INSTRUCTIONS TO FOLLOW -> Starting at the line with "Could you point to the orange" and ending at the line with "column 499, row 503", rewrite those records as a two-column CSV with the headers text and answer, one row per record. Wrap each field in quotes and replace any line breaks with spaces.

Rows from a dataset ->
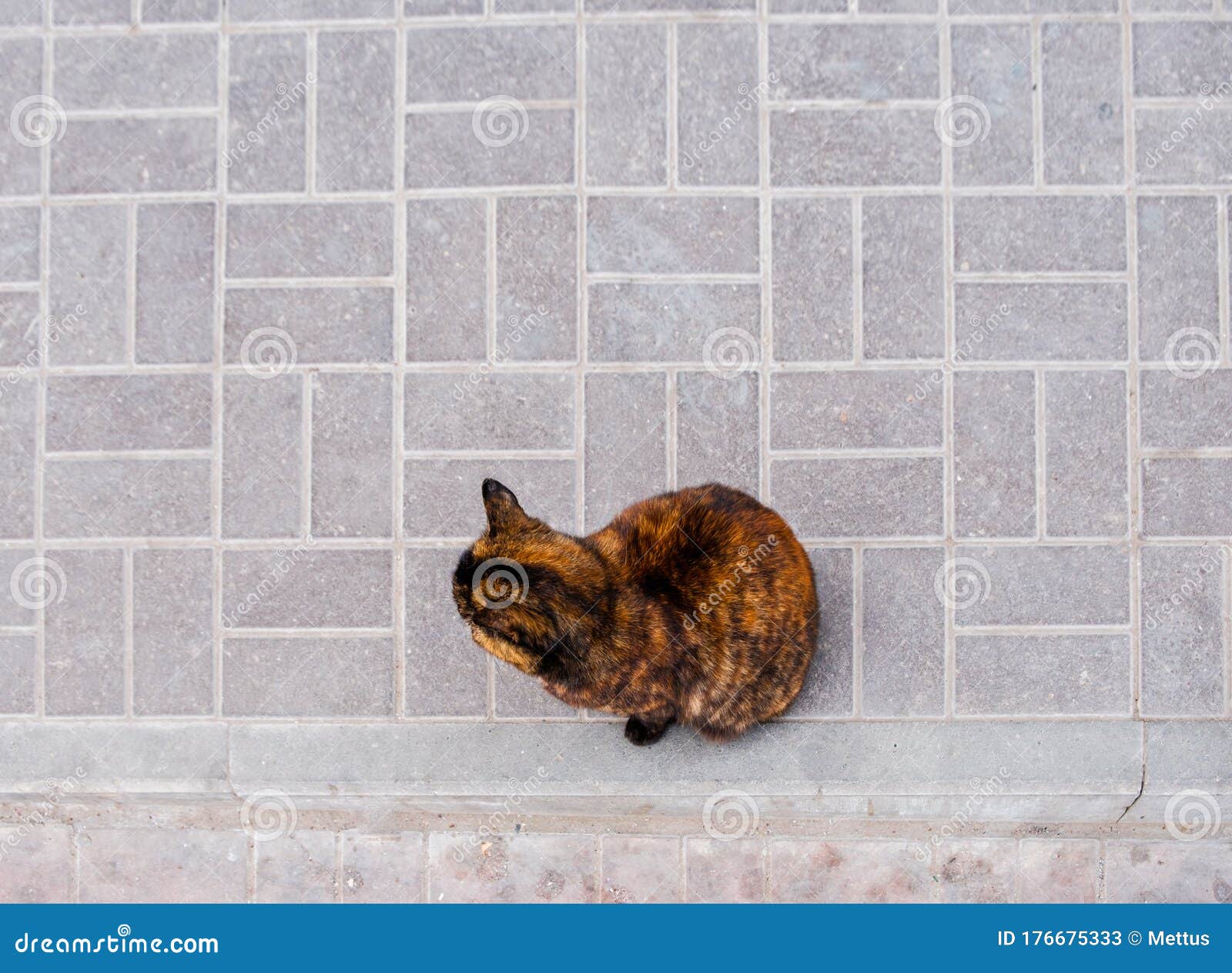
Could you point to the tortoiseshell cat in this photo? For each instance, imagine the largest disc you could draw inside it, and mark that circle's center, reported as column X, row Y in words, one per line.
column 696, row 606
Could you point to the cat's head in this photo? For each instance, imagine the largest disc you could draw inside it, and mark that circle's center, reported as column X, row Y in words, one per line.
column 524, row 589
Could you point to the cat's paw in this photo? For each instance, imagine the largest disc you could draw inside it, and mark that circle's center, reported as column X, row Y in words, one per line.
column 642, row 734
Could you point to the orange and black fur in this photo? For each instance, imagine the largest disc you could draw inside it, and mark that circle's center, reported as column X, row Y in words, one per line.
column 695, row 607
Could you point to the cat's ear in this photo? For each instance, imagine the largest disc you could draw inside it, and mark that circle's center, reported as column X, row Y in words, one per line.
column 499, row 503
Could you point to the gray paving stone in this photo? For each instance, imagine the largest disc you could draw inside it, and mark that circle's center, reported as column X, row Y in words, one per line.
column 18, row 673
column 296, row 867
column 865, row 62
column 531, row 63
column 1187, row 497
column 357, row 116
column 447, row 279
column 447, row 673
column 992, row 62
column 628, row 105
column 176, row 283
column 490, row 411
column 977, row 870
column 718, row 102
column 903, row 305
column 1083, row 115
column 995, row 454
column 847, row 871
column 172, row 632
column 835, row 147
column 84, row 632
column 671, row 322
column 1180, row 59
column 1057, row 871
column 537, row 277
column 1043, row 675
column 812, row 279
column 127, row 498
column 827, row 689
column 260, row 10
column 1016, row 586
column 22, row 69
column 718, row 871
column 40, row 864
column 1041, row 233
column 163, row 866
column 351, row 455
column 14, row 562
column 1173, row 147
column 1167, row 871
column 640, row 868
column 88, row 277
column 268, row 114
column 859, row 497
column 441, row 496
column 324, row 324
column 513, row 868
column 129, row 412
column 262, row 455
column 308, row 677
column 671, row 234
column 1183, row 659
column 154, row 71
column 718, row 429
column 1178, row 269
column 285, row 240
column 18, row 408
column 18, row 253
column 1029, row 322
column 903, row 636
column 625, row 453
column 1086, row 463
column 135, row 156
column 524, row 147
column 307, row 589
column 853, row 410
column 20, row 334
column 383, row 868
column 108, row 757
column 1178, row 412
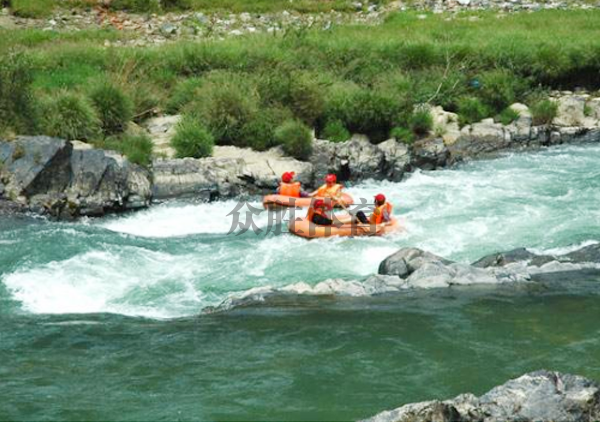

WRITTEN RESPONSE ->
text,answer
"Could you point to the orange and black fur in this photo? For each instance, imagine the largest disc you could draw inside it, and mark that circle's center, reported as column X, row Y in words, one per line.","column 695, row 607"
"Could you point to the cat's ear in this photo? For each instance, imagine the largest disc you could draw inside it, and mark that circle's center, reported as column X, row Y in words, one per line.","column 499, row 503"